Teks yang diberikan →
_ _ _
Review Film MARA (2018) ; Memecahkan Teror Dari Fenomena Ketindihan
Sutradara : Clive Tonge
Penulis Naskah : Jonathan Frank
Distributor : Saban Films
Pemeran : ( Dikutip dari
Wikipedia ya, karena gue lagi malas ngetik)
· Olga Kurylenko as
Kate Fuller, a criminal psychologist
· Lance E. Nichols as
Detective McCarthy
· Craig Conway as Dougie
· Javier Botet as
Mara
· Rosie Fellner as
Helena
· Mackenzie
Imsand as Sophie
· Mitch Eakins
as Dr. Ellis
· Melissa Bolona as
Carly
· Marcus W. Weathersby as Saul
Durasi : 120 menit.
Sinopsis
Singkat.
Mengambil judul dengan nama
utama objek dalam film. Mara akan berkisah tentang misteri dibalik
kematian-kematian janggal yang terjadi secara beruntun dalam beberapa pekan
terakhir.
Dimulai dari seorang lelaki
bernama Matthew, ia ditemukan tewas dalam kondisi aneh dan tak bisa dijelaskan
secara hukum. Karena melihat dari bagaimana caranya mati, itu seperti
pembunuhan. Namun kepolisan sekalipun kesulitan menemukan pembunuhnya jika
memang itu merupakan kasus pembunuhan.
Kemudian, ditugaskanlah seorang
psikolog dalam mengusut tuntas penyebab sebenarnya dalam kacamata psokologi.
Seorang saksi yang tak lain merupakan anak dan istri korban mengatakan sesuatu
yang tak bisa dimengerti. Mereka berkata bahwa Matthew dibunuh oleh iblis jahat
bernama Mara. Dan sebagai psikolog yang menilai segala sesuatu berdasarkan ilmu
yang bersangkutan, Kate Fuller –nama psikolog itu- lalu menyimpulkan bahwa
istri korban mengalami depresi dan harus di bawa kepusat rumah sakit jiwa.
_ _ _
Anotasi titik untuk foto
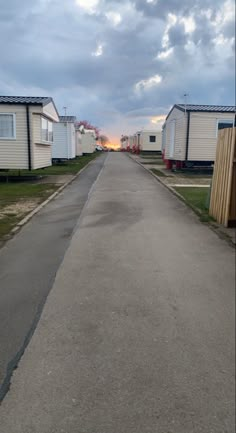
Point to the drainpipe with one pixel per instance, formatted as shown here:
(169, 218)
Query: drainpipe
(187, 138)
(28, 137)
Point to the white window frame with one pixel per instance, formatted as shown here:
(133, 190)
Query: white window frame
(229, 121)
(14, 126)
(152, 142)
(47, 120)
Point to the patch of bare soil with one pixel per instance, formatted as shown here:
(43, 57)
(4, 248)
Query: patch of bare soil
(19, 209)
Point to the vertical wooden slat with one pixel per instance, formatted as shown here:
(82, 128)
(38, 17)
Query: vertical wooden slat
(222, 200)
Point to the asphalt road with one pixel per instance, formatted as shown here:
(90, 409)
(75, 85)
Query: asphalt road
(28, 265)
(137, 334)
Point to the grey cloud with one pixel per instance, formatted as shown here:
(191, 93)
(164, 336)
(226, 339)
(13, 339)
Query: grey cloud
(50, 51)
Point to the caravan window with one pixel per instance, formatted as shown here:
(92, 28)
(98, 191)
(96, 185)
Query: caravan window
(152, 139)
(7, 126)
(224, 123)
(46, 130)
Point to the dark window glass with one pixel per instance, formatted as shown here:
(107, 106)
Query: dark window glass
(152, 138)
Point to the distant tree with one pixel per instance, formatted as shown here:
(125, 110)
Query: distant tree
(88, 125)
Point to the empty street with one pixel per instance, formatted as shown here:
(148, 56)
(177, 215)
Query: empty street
(137, 332)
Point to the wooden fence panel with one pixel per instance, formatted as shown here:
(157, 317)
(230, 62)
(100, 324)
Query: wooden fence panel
(223, 191)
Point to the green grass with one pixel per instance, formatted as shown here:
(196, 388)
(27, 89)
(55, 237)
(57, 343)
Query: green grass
(69, 167)
(145, 156)
(153, 162)
(12, 194)
(158, 172)
(197, 199)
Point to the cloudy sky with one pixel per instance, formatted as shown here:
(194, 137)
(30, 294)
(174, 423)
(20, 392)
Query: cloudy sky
(119, 64)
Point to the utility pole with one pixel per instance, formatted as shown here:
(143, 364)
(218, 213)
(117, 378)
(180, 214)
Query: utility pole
(185, 101)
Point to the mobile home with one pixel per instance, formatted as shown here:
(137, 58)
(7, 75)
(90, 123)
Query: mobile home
(150, 141)
(190, 133)
(64, 144)
(88, 141)
(26, 132)
(78, 141)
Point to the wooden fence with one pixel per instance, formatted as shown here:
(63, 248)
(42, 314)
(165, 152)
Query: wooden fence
(223, 190)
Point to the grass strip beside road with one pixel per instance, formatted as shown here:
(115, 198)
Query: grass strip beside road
(17, 200)
(197, 199)
(68, 167)
(153, 162)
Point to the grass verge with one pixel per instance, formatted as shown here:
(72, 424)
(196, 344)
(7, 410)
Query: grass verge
(161, 163)
(197, 199)
(68, 167)
(17, 200)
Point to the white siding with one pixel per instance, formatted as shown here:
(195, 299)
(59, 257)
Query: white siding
(63, 140)
(49, 111)
(203, 135)
(88, 142)
(79, 148)
(60, 141)
(41, 153)
(180, 135)
(145, 143)
(72, 138)
(14, 153)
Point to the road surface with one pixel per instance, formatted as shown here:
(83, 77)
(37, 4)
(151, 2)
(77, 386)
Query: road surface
(137, 334)
(28, 265)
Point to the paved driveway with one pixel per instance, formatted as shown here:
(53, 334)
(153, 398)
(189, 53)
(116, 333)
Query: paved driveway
(137, 334)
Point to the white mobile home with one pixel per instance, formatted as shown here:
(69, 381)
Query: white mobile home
(26, 132)
(88, 141)
(64, 142)
(150, 141)
(78, 141)
(190, 133)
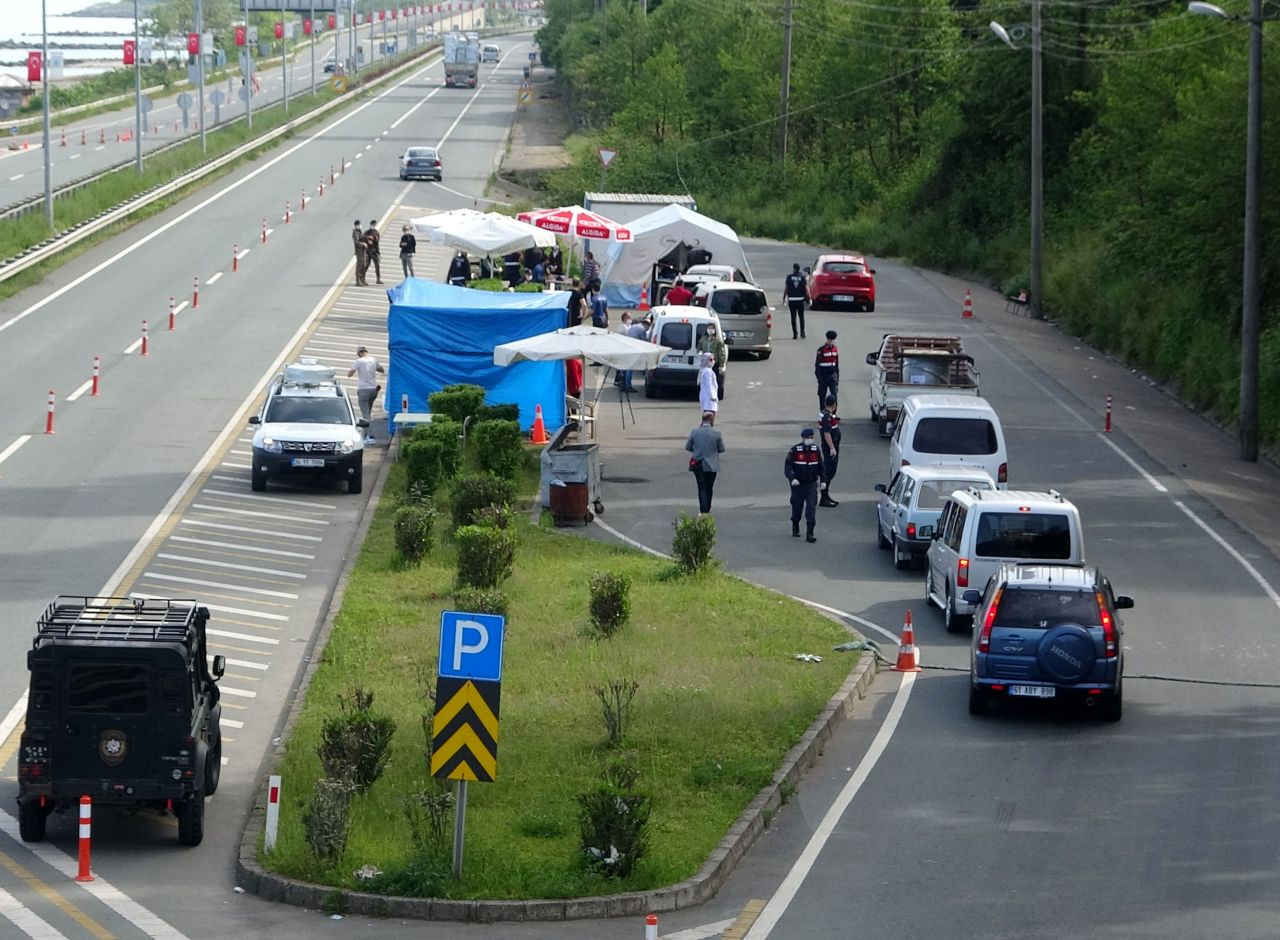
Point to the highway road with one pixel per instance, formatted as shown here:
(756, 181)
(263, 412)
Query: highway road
(919, 820)
(106, 141)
_ _ _
Tugas A → Salin ulasan film Mara, mulai dari "Dimulai dari seorang" terus ke bawah sampai "merupakan kasus pembunuhan.".
Tugas B →
Jawab pertanyaan berikut dari ulasan film Mara:
(i) Siapa sutradara film ini?
(ii) Berapa lama durasi film ini?
(iii) Siapa nama psikolog yang ditugaskan mengusut kematian Matthew?
Tugas C → Teruskan ulasan film Mara, mulai dari kalimat sesudah bagian terakhir yang ditampilkan.

Jawaban A →
Dimulai dari seorang lelaki
bernama Matthew, ia ditemukan tewas dalam kondisi aneh dan tak bisa dijelaskan
secara hukum. Karena melihat dari bagaimana caranya mati, itu seperti
pembunuhan. Namun kepolisan sekalipun kesulitan menemukan pembunuhnya jika
memang itu merupakan kasus pembunuhan.

Jawaban B →
(i) Clive Tonge
(ii) 120 menit
(iii) Kate Fuller

Jawaban C →
Dari sana, sesuatu yang awalnya
wanita ahli psikologi itu anggap sebagai sebentuk ketidakwarasan. Perlahan
mulai terasa semakin nyata, setelah dirinya menjadi target selanjutnya dari
iblis bernama Mara.
Review.
Sebenarnya, gue sangat tertarik
pada premis yang disajikan dalam film ini. Mengangkat fenomena populer yang
siapapun pasti pernah mengalaminya, membuat Mara sanggup menarik perhatian
dalam sekali duduk nonton trailernya.
Namun, setelah menonton utuh
filmnya. Gue merasa sedikit kecewa karena ternyata, keseluruhan cerita sama
sekali berbeda dengan trailer dan sinopsis yang digembar-gemborkan selama masa
menjelang tayangnya.
Pada paruh pertama film, alur
berjalan dengan cukup lambat sebagaimana film misteri memulai jalinan
ceritanya. Pada bagian ini, film terasa seperti genre kriminal thriller biasa.
Memasuki paruh kedua, kasus
misterius kematian janggal tersebut mulai menemukan titik temu. Pada bagian
ini, gue baru mendapatkan suasana horror atmosferik selama sosok Mara tersebut
menampakan diri kepada Kate. Walaupun jujur
sih. Dua paruh pertama Film benar-benar
berjalan sangat lambat, membosankan, dan bikin jenuh karena seperti akan
terjadi apa-apa padahal tidak.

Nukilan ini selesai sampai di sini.